◆ TEXT EXTRACT ◆
|
Home > Archive > Slony1 PostgreSQL Replication > April 2006 > primary key for slony
You are viewing an archived Text-only version of the thread.
To view this thread in it's original format and/or if you want to reply to
this thread please [click here]
| Author |
primary key for slony
|
|
| Miguel 2006-04-04, 11:33 am |
| hi, this a design database question , i have a detail table that only
have 4 columns, i want ot replicate it with slony:
CREATE TABLE horarios_general
(
idplan int4 NOT NULL,
idhorario int4 NOT NULL,
dia_inicio int4 NOT NULL,
dia_fin int4 NOT NULL,
hora_inicio time NOT NULL,
hora_fin time NOT NULL
)
it doesnt have a primary key, would it be a problem if the key is
confirmed of all the table's columns?, is that recommended?
---
miguel
| |
| Scott Marlowe 2006-04-04, 11:33 am |
| On Tue, 2006-04-04 at 11:08, Miguel wrote:
> hi, this a design database question , i have a detail table that only
> have 4 columns, i want ot replicate it with slony:
>
> CREATE TABLE horarios_general
> (
> idplan int4 NOT NULL,
> idhorario int4 NOT NULL,
> dia_inicio int4 NOT NULL,
> dia_fin int4 NOT NULL,
> hora_inicio time NOT NULL,
> hora_fin time NOT NULL
> )
>
> it doesnt have a primary key, would it be a problem if the key is
> confirmed of all the table's columns?, is that recommended?
You can either create a column with a serial type and make it the
primary key (i.e. an "artificial" primary key) or use all the columns.
The problem with using all the fields as a primary key is performance.
The single column index for an int / int8 is gonna be smaller and
cheaper to update. OTOH, if you really should have a unique
multi-column index on this table for the sake of your data, then you
might as well make it and use it.
Either one will make slony happy.

◆ TASKS AND EXERCISES ◆
**a.** According to the forum thread, what is the problem with using all the fields as a primary key?
**b.** Update the forum thread's passage from "The problem with" to "and use it.", replacing "performance" with "speed".

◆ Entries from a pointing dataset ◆
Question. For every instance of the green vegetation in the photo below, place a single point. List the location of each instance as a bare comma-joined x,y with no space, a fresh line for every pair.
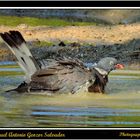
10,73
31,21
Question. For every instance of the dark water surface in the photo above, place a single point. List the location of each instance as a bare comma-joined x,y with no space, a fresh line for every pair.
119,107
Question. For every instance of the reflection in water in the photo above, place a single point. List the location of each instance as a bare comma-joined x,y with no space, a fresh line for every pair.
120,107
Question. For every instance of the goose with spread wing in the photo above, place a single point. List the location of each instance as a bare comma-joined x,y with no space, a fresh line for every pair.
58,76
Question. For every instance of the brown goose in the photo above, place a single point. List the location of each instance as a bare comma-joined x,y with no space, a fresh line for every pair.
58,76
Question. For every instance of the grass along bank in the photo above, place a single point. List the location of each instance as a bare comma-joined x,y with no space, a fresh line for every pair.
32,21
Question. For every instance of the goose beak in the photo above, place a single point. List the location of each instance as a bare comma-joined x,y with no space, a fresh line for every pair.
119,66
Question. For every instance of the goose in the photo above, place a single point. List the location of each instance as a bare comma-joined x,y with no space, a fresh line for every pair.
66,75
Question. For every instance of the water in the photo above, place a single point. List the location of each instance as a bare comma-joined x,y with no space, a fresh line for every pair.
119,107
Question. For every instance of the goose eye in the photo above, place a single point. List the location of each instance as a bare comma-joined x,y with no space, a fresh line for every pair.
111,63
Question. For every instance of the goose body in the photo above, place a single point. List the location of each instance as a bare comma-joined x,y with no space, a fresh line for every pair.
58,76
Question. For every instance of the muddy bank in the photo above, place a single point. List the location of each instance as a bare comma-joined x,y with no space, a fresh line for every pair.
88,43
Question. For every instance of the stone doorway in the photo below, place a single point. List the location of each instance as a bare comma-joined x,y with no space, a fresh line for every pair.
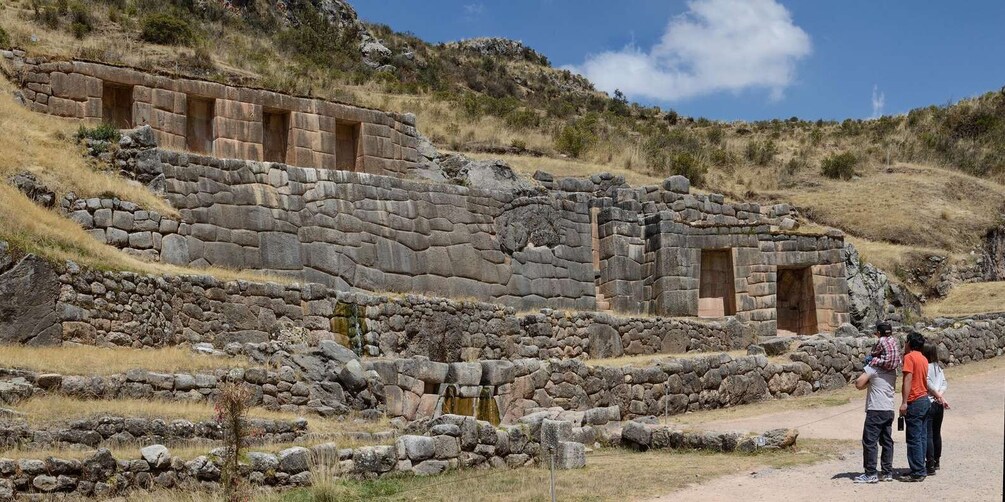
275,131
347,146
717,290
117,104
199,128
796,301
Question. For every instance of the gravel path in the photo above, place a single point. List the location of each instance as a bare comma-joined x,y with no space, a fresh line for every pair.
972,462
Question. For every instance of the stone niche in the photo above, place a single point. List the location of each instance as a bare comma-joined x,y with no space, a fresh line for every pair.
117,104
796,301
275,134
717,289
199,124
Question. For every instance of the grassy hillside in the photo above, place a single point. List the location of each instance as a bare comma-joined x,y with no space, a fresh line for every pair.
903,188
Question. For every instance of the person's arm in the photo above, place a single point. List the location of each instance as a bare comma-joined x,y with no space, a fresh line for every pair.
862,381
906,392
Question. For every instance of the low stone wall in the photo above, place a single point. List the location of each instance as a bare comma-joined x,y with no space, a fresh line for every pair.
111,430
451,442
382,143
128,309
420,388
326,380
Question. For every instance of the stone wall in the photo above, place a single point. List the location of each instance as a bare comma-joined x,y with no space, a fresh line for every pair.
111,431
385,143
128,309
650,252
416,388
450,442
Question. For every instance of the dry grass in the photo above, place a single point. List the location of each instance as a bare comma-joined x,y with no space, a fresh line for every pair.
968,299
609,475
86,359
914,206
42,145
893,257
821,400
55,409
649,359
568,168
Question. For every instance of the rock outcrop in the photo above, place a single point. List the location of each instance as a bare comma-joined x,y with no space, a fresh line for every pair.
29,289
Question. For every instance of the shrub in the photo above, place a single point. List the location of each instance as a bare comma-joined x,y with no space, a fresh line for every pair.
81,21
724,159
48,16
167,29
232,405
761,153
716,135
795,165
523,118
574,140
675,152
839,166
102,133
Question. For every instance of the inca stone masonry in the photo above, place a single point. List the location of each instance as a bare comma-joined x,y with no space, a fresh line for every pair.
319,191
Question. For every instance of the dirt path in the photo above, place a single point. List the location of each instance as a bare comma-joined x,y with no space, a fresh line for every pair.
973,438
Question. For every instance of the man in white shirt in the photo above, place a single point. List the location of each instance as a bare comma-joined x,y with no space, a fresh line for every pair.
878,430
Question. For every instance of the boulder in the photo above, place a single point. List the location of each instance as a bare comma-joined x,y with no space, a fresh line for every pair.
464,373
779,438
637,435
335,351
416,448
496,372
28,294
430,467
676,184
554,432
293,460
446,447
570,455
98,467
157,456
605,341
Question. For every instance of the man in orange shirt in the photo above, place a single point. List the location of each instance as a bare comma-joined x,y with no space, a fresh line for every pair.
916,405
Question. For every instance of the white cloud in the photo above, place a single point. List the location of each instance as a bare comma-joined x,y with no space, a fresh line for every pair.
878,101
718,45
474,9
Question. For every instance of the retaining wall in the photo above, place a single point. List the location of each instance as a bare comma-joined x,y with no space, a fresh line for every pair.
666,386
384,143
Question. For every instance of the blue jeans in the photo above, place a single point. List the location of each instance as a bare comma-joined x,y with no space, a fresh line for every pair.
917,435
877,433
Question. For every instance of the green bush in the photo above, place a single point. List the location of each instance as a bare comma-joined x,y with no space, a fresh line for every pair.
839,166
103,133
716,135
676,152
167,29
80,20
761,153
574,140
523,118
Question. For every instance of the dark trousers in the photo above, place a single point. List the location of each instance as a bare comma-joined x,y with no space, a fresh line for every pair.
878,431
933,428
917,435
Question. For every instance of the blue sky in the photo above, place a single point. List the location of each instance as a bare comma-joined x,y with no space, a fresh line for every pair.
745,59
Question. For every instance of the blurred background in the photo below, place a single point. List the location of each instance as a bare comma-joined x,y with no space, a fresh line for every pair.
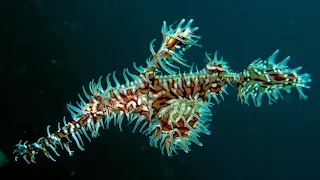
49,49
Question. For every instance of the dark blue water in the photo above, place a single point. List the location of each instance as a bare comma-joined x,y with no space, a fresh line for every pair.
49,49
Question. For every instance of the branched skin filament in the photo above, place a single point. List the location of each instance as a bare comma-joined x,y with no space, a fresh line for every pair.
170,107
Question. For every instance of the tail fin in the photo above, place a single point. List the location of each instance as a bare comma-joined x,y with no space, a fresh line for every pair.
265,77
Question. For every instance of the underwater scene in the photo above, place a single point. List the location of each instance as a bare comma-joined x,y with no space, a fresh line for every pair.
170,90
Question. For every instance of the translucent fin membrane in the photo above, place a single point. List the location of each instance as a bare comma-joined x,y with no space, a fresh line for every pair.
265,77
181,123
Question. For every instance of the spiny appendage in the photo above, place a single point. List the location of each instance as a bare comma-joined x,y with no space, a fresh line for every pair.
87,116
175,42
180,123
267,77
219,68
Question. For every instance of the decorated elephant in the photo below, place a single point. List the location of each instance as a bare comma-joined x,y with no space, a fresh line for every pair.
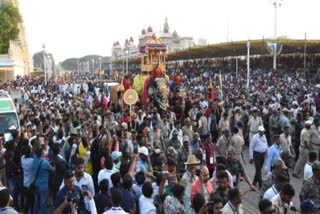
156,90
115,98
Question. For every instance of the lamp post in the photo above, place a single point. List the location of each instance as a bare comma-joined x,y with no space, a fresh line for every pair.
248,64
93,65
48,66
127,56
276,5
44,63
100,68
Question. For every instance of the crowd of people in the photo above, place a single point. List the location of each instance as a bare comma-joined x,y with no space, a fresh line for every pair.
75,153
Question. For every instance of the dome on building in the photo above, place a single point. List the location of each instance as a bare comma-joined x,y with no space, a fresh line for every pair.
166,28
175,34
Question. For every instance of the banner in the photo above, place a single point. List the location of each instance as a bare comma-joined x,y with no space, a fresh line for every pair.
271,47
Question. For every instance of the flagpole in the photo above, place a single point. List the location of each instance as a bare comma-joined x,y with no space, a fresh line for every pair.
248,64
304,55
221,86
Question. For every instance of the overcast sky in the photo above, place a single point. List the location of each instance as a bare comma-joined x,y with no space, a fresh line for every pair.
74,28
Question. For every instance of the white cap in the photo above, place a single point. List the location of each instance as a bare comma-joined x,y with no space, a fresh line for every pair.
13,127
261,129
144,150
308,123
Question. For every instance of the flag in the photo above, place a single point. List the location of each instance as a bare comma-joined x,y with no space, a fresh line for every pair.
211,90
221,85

◆ SOLUTION SET ◆
**a.** Performance.

**b.**
The problem with using all the fields as a primary key is speed.
The single column index for an int / int8 is gonna be smaller and
cheaper to update. OTOH, if you really should have a unique
multi-column index on this table for the sake of your data, then you
might as well make it and use it.